> Set problem
Copy the data below word for word, from the line containing "Where can you find the person's arm?" down through the final line of the data.

> Supplied records

-----

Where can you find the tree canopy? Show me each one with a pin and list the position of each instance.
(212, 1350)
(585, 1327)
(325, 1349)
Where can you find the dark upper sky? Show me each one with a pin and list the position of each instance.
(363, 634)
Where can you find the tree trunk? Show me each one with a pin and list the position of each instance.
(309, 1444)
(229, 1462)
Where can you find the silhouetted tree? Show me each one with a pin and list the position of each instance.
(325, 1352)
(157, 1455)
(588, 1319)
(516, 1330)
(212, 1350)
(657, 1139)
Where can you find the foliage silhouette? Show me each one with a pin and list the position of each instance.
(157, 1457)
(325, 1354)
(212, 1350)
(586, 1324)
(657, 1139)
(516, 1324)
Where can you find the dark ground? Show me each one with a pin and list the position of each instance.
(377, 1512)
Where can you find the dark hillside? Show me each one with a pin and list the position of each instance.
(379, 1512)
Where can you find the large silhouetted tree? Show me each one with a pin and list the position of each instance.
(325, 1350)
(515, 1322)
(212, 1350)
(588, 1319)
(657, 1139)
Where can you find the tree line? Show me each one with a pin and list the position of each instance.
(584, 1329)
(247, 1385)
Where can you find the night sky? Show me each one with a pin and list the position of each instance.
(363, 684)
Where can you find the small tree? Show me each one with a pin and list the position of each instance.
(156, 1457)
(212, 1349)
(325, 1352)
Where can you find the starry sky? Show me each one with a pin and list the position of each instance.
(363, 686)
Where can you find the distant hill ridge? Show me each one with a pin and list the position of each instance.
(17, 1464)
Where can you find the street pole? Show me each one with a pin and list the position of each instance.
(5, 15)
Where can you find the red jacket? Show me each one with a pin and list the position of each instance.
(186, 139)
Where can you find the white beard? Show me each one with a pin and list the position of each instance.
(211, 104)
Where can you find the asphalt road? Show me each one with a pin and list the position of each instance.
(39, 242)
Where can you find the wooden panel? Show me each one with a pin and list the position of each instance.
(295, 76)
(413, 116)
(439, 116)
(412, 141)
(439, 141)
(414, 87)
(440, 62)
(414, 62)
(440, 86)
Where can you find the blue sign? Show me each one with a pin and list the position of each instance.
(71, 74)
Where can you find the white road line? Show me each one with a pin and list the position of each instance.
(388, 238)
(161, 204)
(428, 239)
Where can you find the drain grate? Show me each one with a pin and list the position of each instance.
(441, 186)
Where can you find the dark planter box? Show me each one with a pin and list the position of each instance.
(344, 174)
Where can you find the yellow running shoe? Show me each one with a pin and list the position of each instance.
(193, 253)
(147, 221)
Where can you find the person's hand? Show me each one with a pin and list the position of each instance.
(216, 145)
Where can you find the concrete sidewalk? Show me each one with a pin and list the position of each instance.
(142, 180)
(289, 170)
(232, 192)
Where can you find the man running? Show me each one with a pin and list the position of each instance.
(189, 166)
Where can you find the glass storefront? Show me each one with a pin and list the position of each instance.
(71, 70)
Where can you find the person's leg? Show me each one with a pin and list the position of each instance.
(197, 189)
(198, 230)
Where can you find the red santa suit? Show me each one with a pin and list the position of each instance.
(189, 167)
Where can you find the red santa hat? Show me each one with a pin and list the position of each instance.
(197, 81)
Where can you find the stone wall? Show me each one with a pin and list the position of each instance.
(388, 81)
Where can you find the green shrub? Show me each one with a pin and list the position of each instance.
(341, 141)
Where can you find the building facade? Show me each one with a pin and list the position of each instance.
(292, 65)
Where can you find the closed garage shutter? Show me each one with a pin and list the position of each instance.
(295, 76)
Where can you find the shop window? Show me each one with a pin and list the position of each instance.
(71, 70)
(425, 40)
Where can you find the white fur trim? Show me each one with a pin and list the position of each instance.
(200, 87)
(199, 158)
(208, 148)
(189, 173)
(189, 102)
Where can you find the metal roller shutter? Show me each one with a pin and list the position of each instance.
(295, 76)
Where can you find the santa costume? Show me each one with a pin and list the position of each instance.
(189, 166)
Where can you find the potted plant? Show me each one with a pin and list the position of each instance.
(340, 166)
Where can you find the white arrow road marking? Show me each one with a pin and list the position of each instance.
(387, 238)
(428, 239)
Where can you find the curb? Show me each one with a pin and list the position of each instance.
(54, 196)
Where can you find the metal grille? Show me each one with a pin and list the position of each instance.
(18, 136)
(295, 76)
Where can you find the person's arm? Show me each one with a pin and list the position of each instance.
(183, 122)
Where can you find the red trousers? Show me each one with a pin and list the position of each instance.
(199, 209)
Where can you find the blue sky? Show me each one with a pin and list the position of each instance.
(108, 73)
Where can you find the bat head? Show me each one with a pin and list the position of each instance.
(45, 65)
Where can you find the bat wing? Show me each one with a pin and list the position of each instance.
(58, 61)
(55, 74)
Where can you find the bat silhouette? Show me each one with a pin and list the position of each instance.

-----

> Worked answer
Where can you find the person's arm? Show me each one with a pin and list the position of each instance.
(183, 122)
Where can you find the red trousers? Show me each one with a pin and list the position of each instance.
(199, 209)
Where can you find the blue sky? Show me each one with a pin and list the position of each instance.
(108, 73)
Where can you find the bat head? Show me each one with a pin and list the position of each instance.
(45, 65)
Where can you find the bat wing? Show me each one with a pin and list the position of each instance.
(58, 61)
(55, 74)
Where can you find the bat silhouette? Show me each one with a pin and list the position of each instance.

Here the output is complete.